• _PROBLEM REQUIREMENTS_
Return all the data below as it stands, minus the pictures.

## START THE DATA

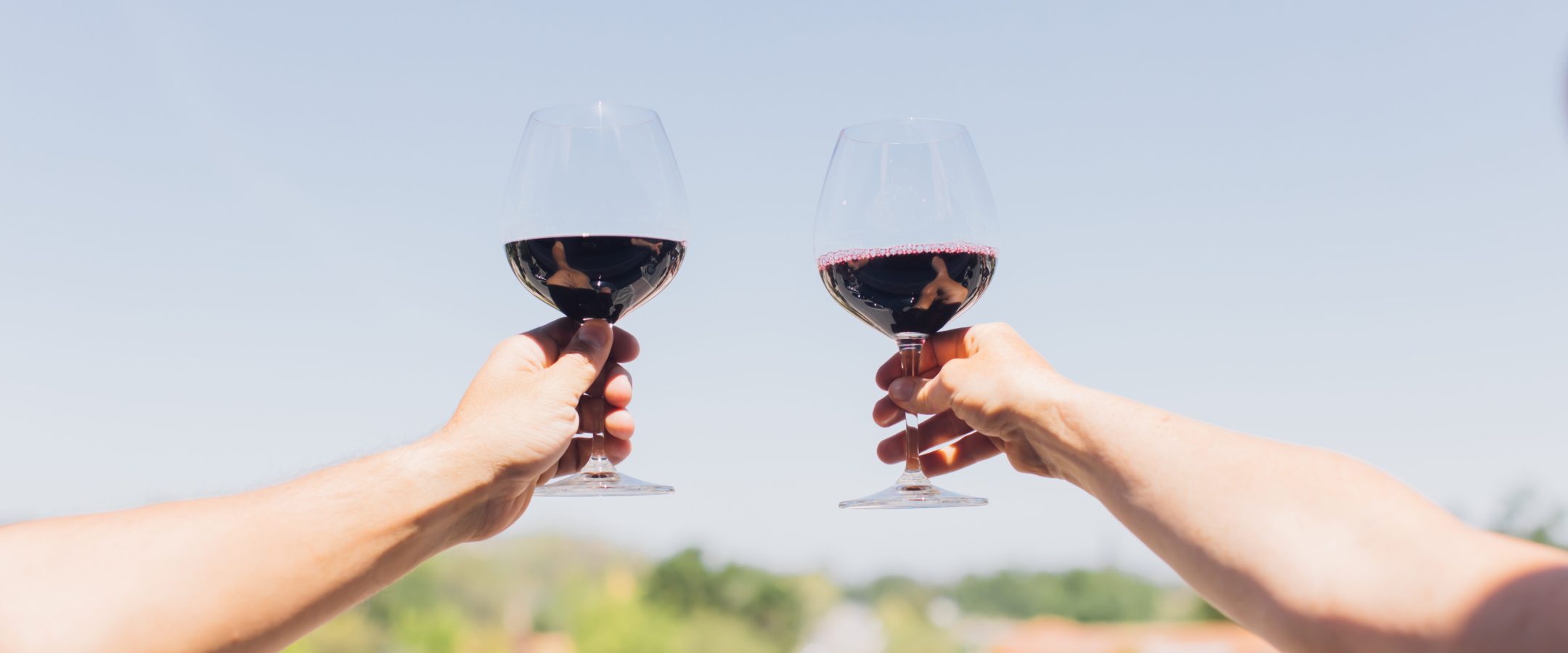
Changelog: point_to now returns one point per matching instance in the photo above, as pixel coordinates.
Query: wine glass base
(601, 484)
(913, 490)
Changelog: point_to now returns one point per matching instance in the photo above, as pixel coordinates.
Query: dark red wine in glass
(595, 278)
(912, 289)
(595, 226)
(905, 232)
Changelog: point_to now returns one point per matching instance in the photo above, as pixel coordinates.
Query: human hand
(534, 393)
(990, 393)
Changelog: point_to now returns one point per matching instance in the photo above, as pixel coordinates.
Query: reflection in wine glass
(904, 243)
(943, 289)
(565, 276)
(595, 228)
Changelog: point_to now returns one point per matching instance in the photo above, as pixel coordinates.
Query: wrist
(454, 486)
(1055, 428)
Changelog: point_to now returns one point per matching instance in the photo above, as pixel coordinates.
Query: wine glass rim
(858, 132)
(593, 115)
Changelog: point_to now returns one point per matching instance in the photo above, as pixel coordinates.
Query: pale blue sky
(242, 242)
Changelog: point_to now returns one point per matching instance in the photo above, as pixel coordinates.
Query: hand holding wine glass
(595, 228)
(988, 392)
(905, 232)
(520, 414)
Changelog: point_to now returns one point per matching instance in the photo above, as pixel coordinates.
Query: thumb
(584, 358)
(926, 397)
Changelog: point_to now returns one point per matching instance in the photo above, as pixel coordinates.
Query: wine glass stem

## END THE DATA

• _SOLUTION BELOW_
Changelog: point_to now returns one point per matching instance in the photo above, as pixel coordinates.
Query: wine glass base
(601, 484)
(913, 490)
Changelog: point_to now returns one point per matching instance in the photo above, as pixel coordinates.
Query: dark red wine in glass
(595, 278)
(912, 289)
(595, 226)
(905, 232)
Changelog: point_to now returns one point per matching instance in the photo above, as pixel coordinates.
Query: human hand
(534, 393)
(990, 393)
Changelog: point_to now returns one point per matching instance in the photo above, as pixel coordinates.
Query: reflection in wine glass
(904, 243)
(943, 289)
(565, 276)
(595, 228)
Changelog: point_to now returns one point per matching instance in the photo above, as pixel coordinates.
Query: wrist
(454, 486)
(1055, 428)
Changelog: point_to now returns one point per matching instance in the photo above, as pixel coordinates.
Query: wine glass rim
(858, 132)
(593, 115)
Changelog: point_to now returns one point per matching instance in the photo above, as pixel coordinates.
Query: pale blue sky
(242, 242)
Changelog: point_to now returns one point per matching instance in the photo above, as pixel coordinates.
Query: hand holding wine glass
(595, 228)
(988, 392)
(905, 232)
(520, 414)
Changelog: point_to now returns one point per matching instance in the photo above, as pixel coordinates.
Query: thumb
(584, 358)
(926, 397)
Changelog: point_to now returns one point per matching instance in the photo above, as pixel coordinates.
Query: wine glass stem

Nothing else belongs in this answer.